> What is being asked:
Show each line of the listing below that contains the word "long", copying every such line in full. Letter case must match.

═══ Data to process ═══

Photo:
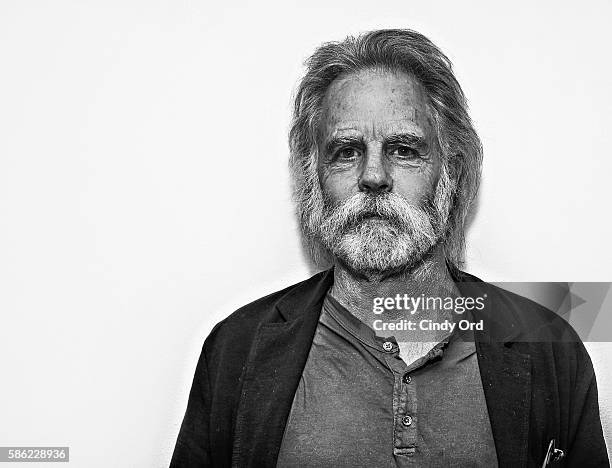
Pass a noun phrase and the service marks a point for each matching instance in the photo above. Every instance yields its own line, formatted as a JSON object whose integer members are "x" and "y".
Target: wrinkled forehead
{"x": 375, "y": 102}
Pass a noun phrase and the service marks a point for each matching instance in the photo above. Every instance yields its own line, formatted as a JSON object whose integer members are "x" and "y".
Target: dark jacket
{"x": 537, "y": 377}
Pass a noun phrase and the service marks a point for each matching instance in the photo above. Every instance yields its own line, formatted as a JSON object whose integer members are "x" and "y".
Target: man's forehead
{"x": 375, "y": 100}
{"x": 379, "y": 127}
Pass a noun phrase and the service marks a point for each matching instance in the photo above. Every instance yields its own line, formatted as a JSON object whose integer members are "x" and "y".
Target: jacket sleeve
{"x": 192, "y": 446}
{"x": 587, "y": 446}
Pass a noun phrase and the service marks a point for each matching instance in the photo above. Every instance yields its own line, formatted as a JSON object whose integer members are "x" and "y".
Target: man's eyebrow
{"x": 337, "y": 141}
{"x": 412, "y": 139}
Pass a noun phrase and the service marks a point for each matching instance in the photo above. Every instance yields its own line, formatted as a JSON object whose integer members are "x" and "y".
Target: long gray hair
{"x": 395, "y": 50}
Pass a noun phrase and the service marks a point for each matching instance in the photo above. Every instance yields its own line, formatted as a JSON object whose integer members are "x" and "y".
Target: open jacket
{"x": 537, "y": 378}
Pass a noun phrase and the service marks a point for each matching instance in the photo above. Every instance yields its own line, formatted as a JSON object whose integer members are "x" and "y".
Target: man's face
{"x": 378, "y": 168}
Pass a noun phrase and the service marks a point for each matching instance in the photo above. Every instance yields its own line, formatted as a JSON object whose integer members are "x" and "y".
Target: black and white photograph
{"x": 305, "y": 234}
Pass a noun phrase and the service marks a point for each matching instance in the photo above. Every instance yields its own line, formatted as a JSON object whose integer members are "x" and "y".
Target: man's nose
{"x": 374, "y": 176}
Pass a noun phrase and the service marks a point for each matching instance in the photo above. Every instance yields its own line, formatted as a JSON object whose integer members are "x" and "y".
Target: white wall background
{"x": 144, "y": 192}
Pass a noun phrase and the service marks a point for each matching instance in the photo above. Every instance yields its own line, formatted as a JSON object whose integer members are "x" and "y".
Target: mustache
{"x": 390, "y": 207}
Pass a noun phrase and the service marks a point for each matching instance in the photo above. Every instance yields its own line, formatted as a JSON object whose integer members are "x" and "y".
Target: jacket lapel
{"x": 505, "y": 372}
{"x": 272, "y": 374}
{"x": 506, "y": 380}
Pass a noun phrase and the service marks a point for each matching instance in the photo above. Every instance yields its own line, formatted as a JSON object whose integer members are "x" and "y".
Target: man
{"x": 386, "y": 162}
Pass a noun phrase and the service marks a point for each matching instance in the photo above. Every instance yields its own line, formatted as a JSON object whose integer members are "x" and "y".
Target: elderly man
{"x": 386, "y": 162}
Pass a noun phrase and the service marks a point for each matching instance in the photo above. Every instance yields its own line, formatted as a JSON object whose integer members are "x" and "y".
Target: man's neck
{"x": 357, "y": 292}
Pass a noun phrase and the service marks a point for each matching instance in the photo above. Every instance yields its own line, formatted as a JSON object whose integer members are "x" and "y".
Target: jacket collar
{"x": 280, "y": 349}
{"x": 505, "y": 372}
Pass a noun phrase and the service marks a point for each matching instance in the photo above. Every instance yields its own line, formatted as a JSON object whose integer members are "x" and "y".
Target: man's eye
{"x": 404, "y": 152}
{"x": 347, "y": 153}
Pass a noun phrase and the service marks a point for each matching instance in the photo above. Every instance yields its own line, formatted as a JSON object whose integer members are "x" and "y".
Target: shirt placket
{"x": 405, "y": 416}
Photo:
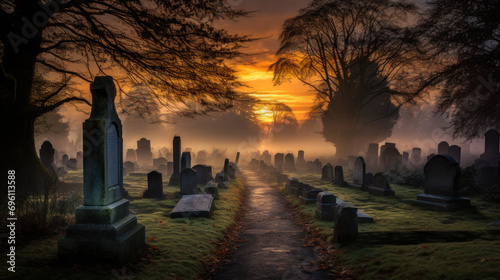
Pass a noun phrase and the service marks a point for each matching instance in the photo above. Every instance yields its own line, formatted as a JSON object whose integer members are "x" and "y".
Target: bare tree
{"x": 48, "y": 48}
{"x": 357, "y": 56}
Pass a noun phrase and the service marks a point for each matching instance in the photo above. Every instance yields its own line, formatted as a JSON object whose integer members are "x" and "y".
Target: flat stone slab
{"x": 193, "y": 206}
{"x": 362, "y": 217}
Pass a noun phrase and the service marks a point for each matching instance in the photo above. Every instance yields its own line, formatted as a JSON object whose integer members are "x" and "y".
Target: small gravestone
{"x": 443, "y": 147}
{"x": 346, "y": 225}
{"x": 47, "y": 156}
{"x": 325, "y": 206}
{"x": 441, "y": 185}
{"x": 359, "y": 174}
{"x": 130, "y": 166}
{"x": 213, "y": 189}
{"x": 339, "y": 175}
{"x": 289, "y": 163}
{"x": 203, "y": 174}
{"x": 71, "y": 164}
{"x": 381, "y": 186}
{"x": 327, "y": 173}
{"x": 104, "y": 229}
{"x": 193, "y": 206}
{"x": 175, "y": 178}
{"x": 185, "y": 160}
{"x": 188, "y": 181}
{"x": 155, "y": 185}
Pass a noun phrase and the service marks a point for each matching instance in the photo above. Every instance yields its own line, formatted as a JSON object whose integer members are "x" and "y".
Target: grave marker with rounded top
{"x": 104, "y": 229}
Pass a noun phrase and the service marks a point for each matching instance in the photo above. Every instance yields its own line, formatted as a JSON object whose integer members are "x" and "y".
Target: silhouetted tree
{"x": 170, "y": 47}
{"x": 360, "y": 57}
{"x": 463, "y": 37}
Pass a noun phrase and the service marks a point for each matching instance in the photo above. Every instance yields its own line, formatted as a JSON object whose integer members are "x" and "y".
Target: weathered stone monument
{"x": 185, "y": 160}
{"x": 175, "y": 178}
{"x": 327, "y": 173}
{"x": 188, "y": 181}
{"x": 289, "y": 163}
{"x": 381, "y": 186}
{"x": 104, "y": 228}
{"x": 359, "y": 174}
{"x": 144, "y": 154}
{"x": 155, "y": 185}
{"x": 339, "y": 175}
{"x": 47, "y": 156}
{"x": 441, "y": 185}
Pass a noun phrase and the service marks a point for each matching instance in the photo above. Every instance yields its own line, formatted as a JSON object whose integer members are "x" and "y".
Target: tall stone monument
{"x": 176, "y": 175}
{"x": 104, "y": 228}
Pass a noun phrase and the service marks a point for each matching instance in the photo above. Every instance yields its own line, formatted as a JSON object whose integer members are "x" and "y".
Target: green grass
{"x": 410, "y": 242}
{"x": 180, "y": 246}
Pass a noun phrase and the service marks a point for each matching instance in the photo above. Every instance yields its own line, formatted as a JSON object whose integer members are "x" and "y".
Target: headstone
{"x": 339, "y": 175}
{"x": 194, "y": 206}
{"x": 71, "y": 164}
{"x": 185, "y": 160}
{"x": 104, "y": 228}
{"x": 443, "y": 147}
{"x": 455, "y": 152}
{"x": 155, "y": 185}
{"x": 47, "y": 157}
{"x": 372, "y": 157}
{"x": 130, "y": 166}
{"x": 79, "y": 160}
{"x": 359, "y": 173}
{"x": 346, "y": 225}
{"x": 174, "y": 179}
{"x": 381, "y": 186}
{"x": 131, "y": 155}
{"x": 327, "y": 173}
{"x": 188, "y": 181}
{"x": 441, "y": 185}
{"x": 203, "y": 174}
{"x": 279, "y": 161}
{"x": 237, "y": 158}
{"x": 289, "y": 163}
{"x": 143, "y": 152}
{"x": 301, "y": 162}
{"x": 325, "y": 206}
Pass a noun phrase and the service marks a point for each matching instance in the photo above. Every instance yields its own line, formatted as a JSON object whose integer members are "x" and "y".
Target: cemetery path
{"x": 272, "y": 247}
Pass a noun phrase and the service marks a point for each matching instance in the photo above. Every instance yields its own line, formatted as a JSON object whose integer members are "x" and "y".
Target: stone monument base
{"x": 441, "y": 202}
{"x": 381, "y": 191}
{"x": 113, "y": 236}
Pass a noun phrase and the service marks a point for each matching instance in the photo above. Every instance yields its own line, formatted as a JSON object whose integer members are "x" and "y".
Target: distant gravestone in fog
{"x": 131, "y": 156}
{"x": 104, "y": 229}
{"x": 185, "y": 160}
{"x": 188, "y": 181}
{"x": 130, "y": 166}
{"x": 47, "y": 156}
{"x": 381, "y": 186}
{"x": 203, "y": 174}
{"x": 279, "y": 161}
{"x": 455, "y": 152}
{"x": 155, "y": 185}
{"x": 441, "y": 185}
{"x": 359, "y": 173}
{"x": 339, "y": 175}
{"x": 289, "y": 162}
{"x": 327, "y": 173}
{"x": 443, "y": 147}
{"x": 175, "y": 178}
{"x": 143, "y": 152}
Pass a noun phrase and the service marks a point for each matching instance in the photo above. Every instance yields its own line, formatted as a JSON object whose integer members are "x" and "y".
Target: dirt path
{"x": 273, "y": 242}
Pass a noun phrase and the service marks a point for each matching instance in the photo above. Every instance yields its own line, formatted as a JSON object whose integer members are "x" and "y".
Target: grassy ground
{"x": 177, "y": 248}
{"x": 409, "y": 242}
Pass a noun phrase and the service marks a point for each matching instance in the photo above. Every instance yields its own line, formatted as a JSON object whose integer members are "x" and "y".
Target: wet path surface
{"x": 272, "y": 247}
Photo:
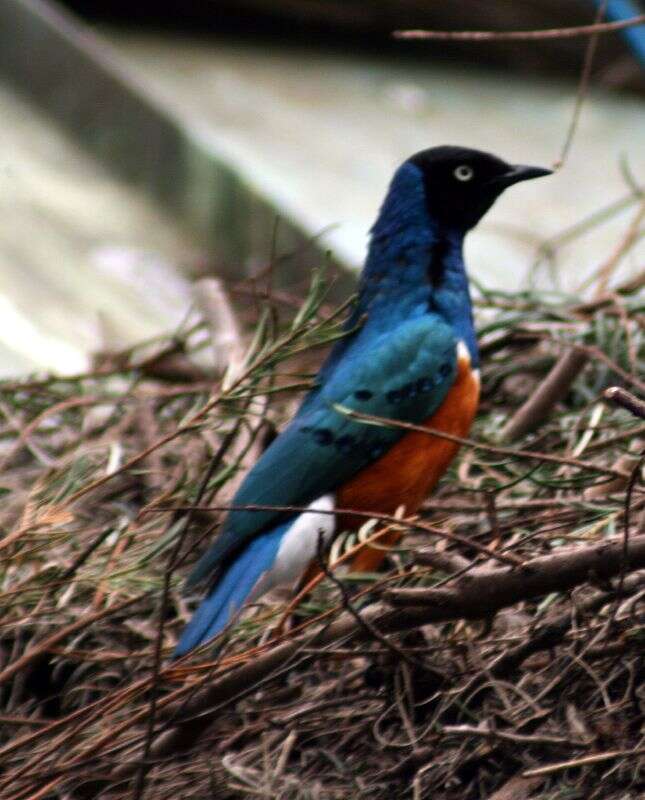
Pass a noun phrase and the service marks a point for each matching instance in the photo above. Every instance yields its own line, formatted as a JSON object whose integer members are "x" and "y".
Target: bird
{"x": 409, "y": 354}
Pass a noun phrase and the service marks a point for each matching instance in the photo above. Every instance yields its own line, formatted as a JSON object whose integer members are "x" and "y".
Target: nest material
{"x": 112, "y": 481}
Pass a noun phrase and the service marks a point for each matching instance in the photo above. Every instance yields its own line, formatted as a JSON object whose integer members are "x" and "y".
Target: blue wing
{"x": 402, "y": 374}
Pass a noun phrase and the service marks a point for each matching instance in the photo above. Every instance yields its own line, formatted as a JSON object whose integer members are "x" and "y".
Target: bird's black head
{"x": 462, "y": 184}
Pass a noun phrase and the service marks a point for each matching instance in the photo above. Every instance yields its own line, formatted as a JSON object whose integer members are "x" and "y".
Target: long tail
{"x": 232, "y": 590}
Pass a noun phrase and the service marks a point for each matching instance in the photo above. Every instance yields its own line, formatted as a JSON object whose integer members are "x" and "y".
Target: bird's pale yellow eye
{"x": 464, "y": 172}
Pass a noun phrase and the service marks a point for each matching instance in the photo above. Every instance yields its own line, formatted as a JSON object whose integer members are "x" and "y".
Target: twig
{"x": 39, "y": 648}
{"x": 626, "y": 400}
{"x": 501, "y": 451}
{"x": 510, "y": 586}
{"x": 583, "y": 86}
{"x": 556, "y": 384}
{"x": 485, "y": 591}
{"x": 520, "y": 36}
{"x": 596, "y": 758}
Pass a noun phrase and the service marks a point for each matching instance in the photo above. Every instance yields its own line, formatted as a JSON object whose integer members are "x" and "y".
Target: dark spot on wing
{"x": 376, "y": 450}
{"x": 345, "y": 444}
{"x": 323, "y": 436}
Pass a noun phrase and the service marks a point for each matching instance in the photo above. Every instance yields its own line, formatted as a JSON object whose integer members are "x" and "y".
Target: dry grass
{"x": 94, "y": 549}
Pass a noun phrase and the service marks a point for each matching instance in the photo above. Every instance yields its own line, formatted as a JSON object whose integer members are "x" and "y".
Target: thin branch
{"x": 522, "y": 36}
{"x": 475, "y": 596}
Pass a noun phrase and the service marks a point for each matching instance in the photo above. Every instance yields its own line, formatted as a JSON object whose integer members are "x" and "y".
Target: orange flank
{"x": 411, "y": 468}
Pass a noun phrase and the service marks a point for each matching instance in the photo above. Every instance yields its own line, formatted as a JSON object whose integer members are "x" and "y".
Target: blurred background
{"x": 145, "y": 144}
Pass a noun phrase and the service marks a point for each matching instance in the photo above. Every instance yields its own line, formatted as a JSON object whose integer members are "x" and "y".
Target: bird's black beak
{"x": 520, "y": 172}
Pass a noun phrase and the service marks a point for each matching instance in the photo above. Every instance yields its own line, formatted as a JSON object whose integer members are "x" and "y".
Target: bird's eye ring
{"x": 464, "y": 172}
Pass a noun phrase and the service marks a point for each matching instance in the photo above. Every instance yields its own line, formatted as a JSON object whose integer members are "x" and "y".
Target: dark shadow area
{"x": 366, "y": 26}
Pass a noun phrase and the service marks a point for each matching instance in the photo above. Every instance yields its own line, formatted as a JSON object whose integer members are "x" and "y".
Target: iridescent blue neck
{"x": 413, "y": 267}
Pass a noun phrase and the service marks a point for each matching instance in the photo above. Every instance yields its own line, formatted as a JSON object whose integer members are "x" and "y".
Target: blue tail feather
{"x": 229, "y": 594}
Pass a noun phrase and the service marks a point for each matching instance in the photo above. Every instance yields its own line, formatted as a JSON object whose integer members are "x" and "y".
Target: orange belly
{"x": 410, "y": 469}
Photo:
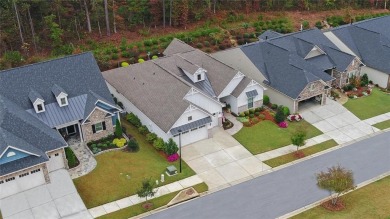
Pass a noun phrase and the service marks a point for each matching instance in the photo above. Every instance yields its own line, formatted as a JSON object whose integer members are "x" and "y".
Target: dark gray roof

═══

> Correct output:
Target: long gray hair
Target: long tail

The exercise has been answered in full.